Federica Infantino, chargée de recherche FNRS à l'ULB. © dr

« Pour les Etats, les frontières sont un emblème de souveraineté »

Les recherches de Federica Infantino (ULB) portent sur la mise en oeuvre du contrôle des frontières et des migrations au sein de l’Union européenne. « Les déclarations du président Macron ne tiennent pas la route », estime-t-elle.

Pourquoi Emmanuel Macron a-t-il annoncé le doublement des forces chargées de contrôler les frontières françaises?

C’est un geste symbolique destiné à rassurer la population, à lui montrer que le gouvernement prend des mesures concrètes immédiates pour répondre à la menace terroriste après les attaques perpétrées ces dernières semaines en France. Je vois aussi dans ce discours une mise en scène politique destinée à réaffirmer la souveraineté de l’Etat. Sur le fond, un renforcement des effectifs aux frontières a peu de chances d’atteindre l’objectif principal de la mesure, qui est d’empêcher l’immigration irrégulière. La plupart des personnes en séjour illégal en Europe y sont arrivées de façon régulière. Les contrôles renforcés déplacent les flux migratoires, accroissent les dangers pour les migrants et favorisent le business des passeurs.

« Nous devons réformer l’espace Schengen pour qu’il soit aussi un espace de sécurité », a déclaré le président français à l’issue du minisommet de l’Elysée du 10 novembre. Vous comprenez sa volonté de « refonder » les règles qui régissent la libre circulation en Europe?

Ces déclarations ne tiennent pas la route. L’essence de Schengen, c’est déjà la coopération entre ministres de l’Intérieur sur des mesures sécuritaires. Depuis plusieurs années, la pression migratoire et les attentats ont conduit à renforcer les moyens juridiques, techniques et opérationnels, grâce aux fichiers d’information et bases de données.

Les effectifs de Frontex doivent passer de 2 000 à 10 000 agents d’ici à 2027. Pourquoi les Etats membres de l’espace Schengen tardent-ils à mettre en oeuvre les engagements acceptés en 2019 sur le corps européen de garde-frontières?

Les frontières sont, pour les Etats, un emblème de souveraineté. C’est ainsi qu’il est difficile pour l’Italie de permettre la présence de gardes frontières étrangers à Lampedusa, l’île où arrivent beaucoup de migrants. Ce serait reconnaître que le pays n’a plus le contrôle de ses propres frontières. La présence de Frontex serait acceptable si elle permet de réduire le nombre des demandeurs d’asile. Le gouvernement italien pourrait alors faire comprendre à la population qu’il y a des avantages au partage du fardeau.

Matériel fourni:
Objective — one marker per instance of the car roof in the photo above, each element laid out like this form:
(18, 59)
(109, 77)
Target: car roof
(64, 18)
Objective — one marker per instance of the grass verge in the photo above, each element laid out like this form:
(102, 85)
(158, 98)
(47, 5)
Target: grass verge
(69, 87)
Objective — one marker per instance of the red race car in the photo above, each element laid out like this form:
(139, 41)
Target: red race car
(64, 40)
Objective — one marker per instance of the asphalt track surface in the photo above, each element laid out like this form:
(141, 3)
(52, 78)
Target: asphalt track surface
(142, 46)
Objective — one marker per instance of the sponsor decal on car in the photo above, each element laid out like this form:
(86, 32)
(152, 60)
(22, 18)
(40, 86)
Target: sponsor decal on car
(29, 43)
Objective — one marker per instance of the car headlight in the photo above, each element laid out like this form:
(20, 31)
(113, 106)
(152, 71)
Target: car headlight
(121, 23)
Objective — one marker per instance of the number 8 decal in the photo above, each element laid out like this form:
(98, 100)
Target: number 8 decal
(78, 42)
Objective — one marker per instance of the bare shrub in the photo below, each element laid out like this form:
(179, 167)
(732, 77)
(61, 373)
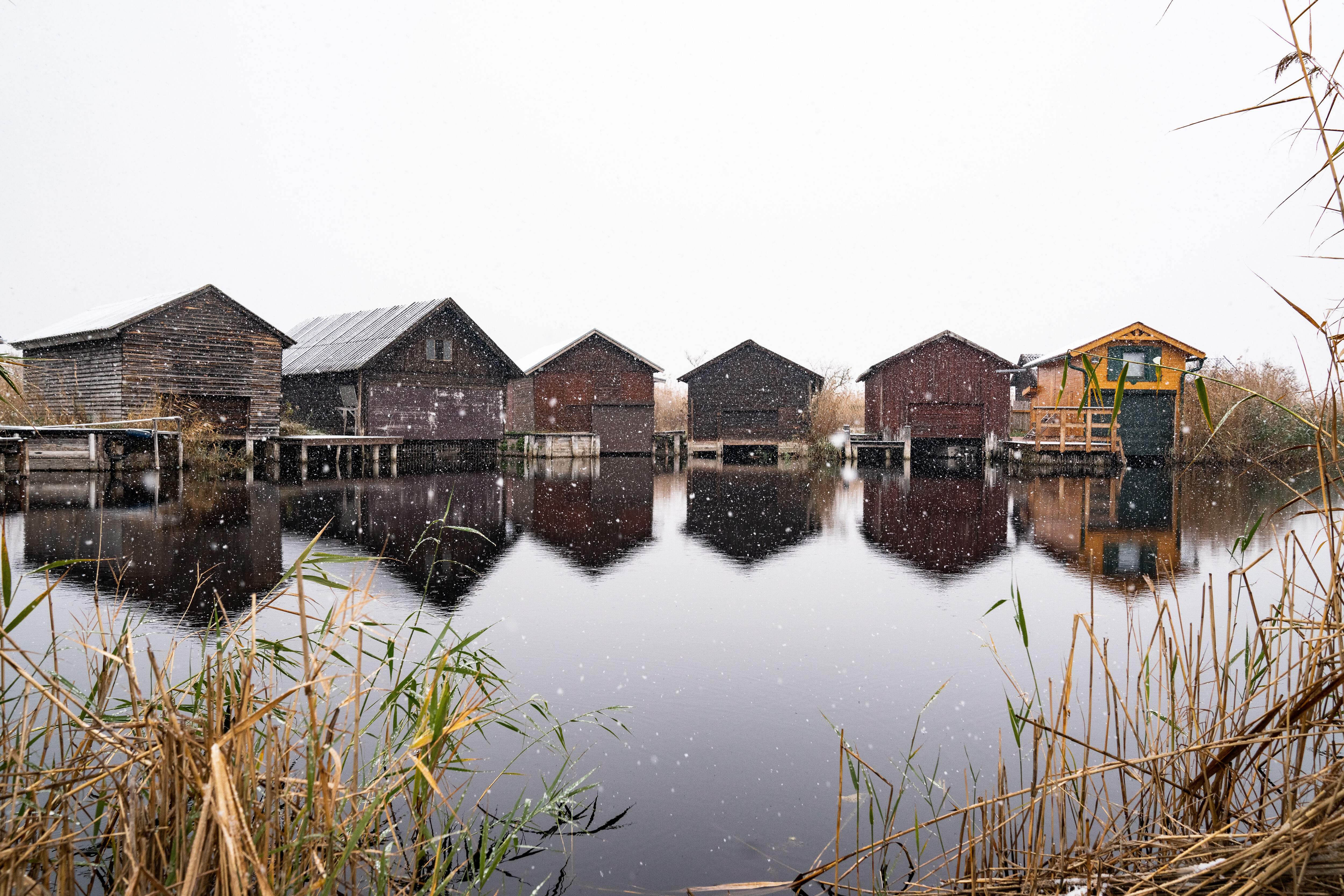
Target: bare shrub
(837, 404)
(1257, 429)
(669, 408)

Consignes:
Répondez à ces questions d'après le texte de lecture sur le contrôle des frontières :
1. Comment la plupart des personnes en séjour illégal en Europe y sont-elles arrivées ?
2. Combien d'agents Frontex doit-il compter d'ici à 2027 ?
3. Sur quelle île arrivent beaucoup de migrants ?
Le matériel fourni n'a aucun rapport avec le texte de lecture.

Réponse:
1. De façon régulière.
2. 10 000 agents, contre 2 000 actuellement.
3. Lampedusa.